The most famous reddit accounts

Let’s analyze 3 billion reddit comments to find the most mentioned reddit users — who are the most famous ones? Interactive dashboard included.

Felipe Hoffa

--

How-to

  • There are more than 3 billion reddit comments stored in BigQuery, ready to be analyzed (thanks Jason Baumgartner!).
  • Instead of counting the number of mentions, we’ll count the number of distinct users mentioning the famous accounts — so the stats are harder to game.
  • You can play with an interactive Data Studio dashboard — find your favorite redditors and share what you your results! I added everyone that has gathered more than 800 redditors mentioning them.

Results

Bots on the top

  • The most famous reddit users are bots: /u/trollabot and /u/user_simulator
  • Both have been mentioned by more than 90,000 redditors each.
  • Both peaked at their introduction month, and never recovered to their initial popularity.

Virtual coins

  • The 3rd most popular reddit account has been mentioned only by 25,000 redditors. Still, /u/dogetipbot’s popularity soared during 2013.
  • In a similar category we can find /u/changetip. It’s the 7th most famous account (>10.2K mentioning).
  • Both bots popularity has gone away though, as other virtual coin bots.

The tragedy of Unidan

  • Everyone loved /u/unidan back in 2013 — until his good fame reversed. The account has accumulated more than 23.9K mentioners.
  • Redditors still keep mentioning Unidan around reddit — perhaps as a cautionary tale. Don’t manipulate votes, kids!
  • Unidan’s alternative account — /u/unidanx — still enjoys some popularity. At least enough to show up in this ranking, with more than 2.9K mentioners.

The most famous reddit CEOs

  • Usually being the CEO of reddit doesn’t make you too famous — unless a scandal breaks out.
  • /u/spez has broken that trend — with a high number of mentions, even in scandal-free months.

### Dataset content
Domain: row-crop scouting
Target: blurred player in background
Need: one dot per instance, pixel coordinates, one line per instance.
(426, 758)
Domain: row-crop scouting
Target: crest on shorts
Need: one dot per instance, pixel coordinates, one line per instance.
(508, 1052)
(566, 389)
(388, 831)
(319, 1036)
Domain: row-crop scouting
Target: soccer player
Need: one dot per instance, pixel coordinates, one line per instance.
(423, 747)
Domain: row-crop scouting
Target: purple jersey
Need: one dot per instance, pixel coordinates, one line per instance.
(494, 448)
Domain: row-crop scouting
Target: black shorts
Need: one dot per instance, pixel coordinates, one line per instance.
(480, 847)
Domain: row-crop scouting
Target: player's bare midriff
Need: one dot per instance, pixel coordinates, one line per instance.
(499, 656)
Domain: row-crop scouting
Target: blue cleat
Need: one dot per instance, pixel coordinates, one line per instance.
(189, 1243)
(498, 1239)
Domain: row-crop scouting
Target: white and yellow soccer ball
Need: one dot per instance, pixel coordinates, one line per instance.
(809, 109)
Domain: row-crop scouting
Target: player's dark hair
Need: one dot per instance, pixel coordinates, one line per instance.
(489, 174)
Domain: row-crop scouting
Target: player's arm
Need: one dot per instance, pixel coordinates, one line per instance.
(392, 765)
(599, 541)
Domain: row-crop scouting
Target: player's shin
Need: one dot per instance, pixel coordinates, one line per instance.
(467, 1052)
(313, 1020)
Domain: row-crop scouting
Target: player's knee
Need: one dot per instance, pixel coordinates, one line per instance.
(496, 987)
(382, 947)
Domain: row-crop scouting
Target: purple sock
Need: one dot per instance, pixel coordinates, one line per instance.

### Stated problem A
In the article on famous reddit accounts, which account is ranked as the 7th most famous?
### Stated problem B
Pick up the article on famous reddit accounts after its last sentence and keep writing it.
The material has no role in any of this.

### Response A
/u/changetip

### Response B
  • The first peak of mentions for any of the reddit CEOs happened back in July 2015. People weren’t too happy to see /u/chooter leave.
  • No other reddit CEO has been close to the number of mentioners than /u/spez got in November 2016. That was another controversial month.

They draw

  • /u/awildsketchappeared appeared after /u/shitty_watercolour — but has been more famous since. Still, shitty_watercolour has a wikipedia page, and wildsketch does not.
  • /u/shittywatercolour is not the right way to spell it — but still gets enough mentions to show up.

Top contributors

  • /u/gallowboob submits a lot of reddit front page posts — and people talk a lot about that.
  • Before /u/gallowboob showed up the most famous contributor was /u/karmanaut. His fame has clearly dropped.

Weird storytellers

  • /u/_vargas_ and /u/rogersimon10 show up with strange answers to your /r/askreddit questions. Don’t ask me why, but that gave them fame.
  • People keep mentioning /u/vargas. Misspelling, I guess.

Celebrities

  • /u/presidentobama is famous — but not as reddit-famous as other celebrities that dedicate more of their time to reddit: Wil Wheaton, Snoop Dog, and Gov Schwarzenegger.

More!

Play with the interactive Data Studio dashboard to find more famous redditors. Share your results :)

Query

#standardSQL
CREATE TEMP FUNCTION label_trend(monthlys ARRAY<STRUCT<month TIMESTAMP, c INT64>>) AS ((
SELECT CASE
WHEN c<36 AND recent_peak_corr>0 AND recent_peak_corr>growing_corr AND recent_peak_corr > ABS(comeback_corr) THEN 'recent_peak'
WHEN growing_corr>0 AND (c<36 OR growing_corr>ABS(comeback_corr)) THEN 'growing'
WHEN -1*growing_corr>ABS(comeback_corr) OR c<36 THEN 'declining'
WHEN comeback_corr>0 THEN 'comeback'
ELSE 'peaked'
END
FROM (
(SELECT AS STRUCT
CORR((IFNULL(x.c,0.1)), trends.growing) AS growing_corr
, CORR((IFNULL(x.c,0.1)), trends.comeback) AS comeback_corr
, CORR((IFNULL(x.c,0.1)), trends.recent_peak) AS recent_peak_corr
, COUNT(*) AS c
FROM UNNEST(monthlys) x
JOIN (
SELECT *, ABS(growing-54/2) comeback, -1*ABS(LEAST (0,74/2-growing)) recent_peak
FROM UNNEST(GENERATE_DATE_ARRAY('2013-01-01', '2017-06-01', INTERVAL 1 MONTH)) AS m WITH OFFSET growing
) trends
ON DATE(x.month)=trends.m))
));
WITH extract_users AS (
SELECT subreddit, author, REGEXP_EXTRACT_ALL(LOWER(body), r'/u/[a-zA-Z0-9-_]{3,20}') users, body, TIMESTAMP_TRUNC(TIMESTAMP_SECONDS(created_utc), MONTH) month
FROM `fh-bigquery.reddit_comments.20*`
WHERE _TABLE_SUFFIX >= '13'
)
SELECT * EXCEPT(monthlys), label_trend( monthlys) trend
FROM (
SELECT *
FROM (
SELECT user, month, COUNT(*) c
, APPROX_TOP_COUNT(sub, 1)[OFFSET(0)].value top_sub
, ANY_VALUE(mentioned_by) mentioned_by
, ARRAY_AGG(STRUCT(month, COUNT(*) AS c)) OVER(PARTITION BY user) monthlys
FROM (
SELECT author, user, month, COUNT(*) c
, APPROX_TOP_COUNT(subreddit, 1)[OFFSET(0)].value sub
, COUNT(DISTINCT author) OVER(PARTITION BY user) mentioned_by
FROM extract_users, UNNEST(users) user
GROUP BY 1, 2, 3
)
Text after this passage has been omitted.